* _Instructions to follow_
Pick up the El Niño excerpt below and continue it from its last sentence.

Among the areas to watch closely:

United States

El Niño is most likely to trigger drier, warmer weather in the northern United States and Canada, and more and heavier precipitation in the southern United States.

Some optimists argue El Niño could generate more rainfall for key areas of California – a trend that normally would be seen as a positive. But this year’s abundant snowpack and melt might further complicate the water-management challenge for the state. Some observers express similar hopes for the pockets of midwestern drought – but acknowledge the equal risk of seeing dry conditions become even drier.


Australia sits firmly in the historic El Niño bullseye. The 2015-16 event proved especially troublesome for a country that plays a central role in global trade of commodities and diverse food products. Australia’s efforts to step into global markets with abundant wheat and barley crops, for example, played a major role in helping mute the adverse effects of last year’s devastating loss of grain and oilseed supplies from the Black Sea corridor.

Australia exports 80 percent of its wheat, half of its barley and 90 percent of its wool. With more than 25 million head of cattle, the country trails only Brazil as the globe’s largest exporter of beef. By any measure, the country is a major supplier to a hungry world.  The 2015-16 El Niño helped drive the fourth-warmest temperatures on record.

* _Data section_
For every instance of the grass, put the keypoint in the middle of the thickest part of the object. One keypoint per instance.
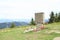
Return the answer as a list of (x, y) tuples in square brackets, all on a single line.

* _Task output_
With the world’s demand for wheat and other foods still increasing, Australia once again is a major factor in global food security.

Southeast Asia and the western Pacific

Disruptions to the normal monsoons could adversely affect many of the mainstay crops that dominate this region, providing food staples to literally billions of people.

Palm oil, for example, makes up more than half of all the vegetable oils consumed globally. About 60 percent of global palm oil comes from Indonesia; another 29 per cent is grown in nearby Malaysia and Thailand. Rising demand and tight supplies already have led to export restrictions among some major producers. Changes to traditional monsoon patterns and other weather-related complications can only add to the threat of further supply disruptions and drive further market gyrations.

Rice markets face similar concerns. Rice, a staple food for billions, is the second most important cereal crop in the world (behind only corn). Markets look to China, India, Bangladesh, India, Vietnam and Thailand for 75 percent of total production.


India’s role as a major player in global agriculture often is overlooked. India leads the world in acreage planted to wheat, rice and cotton, and ranks very near the top of global production charts for fruit, vegetables, sugarcane, sugar, rice and cotton. India farmers feed what is soon to become the world’s largest national population (1.5 billion by 2030) – and still export large quantities of the essential commodities sought by global customers.

China and Brazil

Both countries are critical elements of the global food system, both as exporters of commodities and food products. El Niño projections place China largely outside the areas expected to be most affected by weather events tied to El Niño.

Scientists also predict the worst of the potential “dry” conditions affecting Brazil will fall in the northern part of the country, which trails the southern areas as key agricultural producing regions. Brazilian produces soybeans, sugar cane, corn, cotton, beef and other commodities and food products – many of which should continue to compete aggressively in what could become an even tighter market supply picture.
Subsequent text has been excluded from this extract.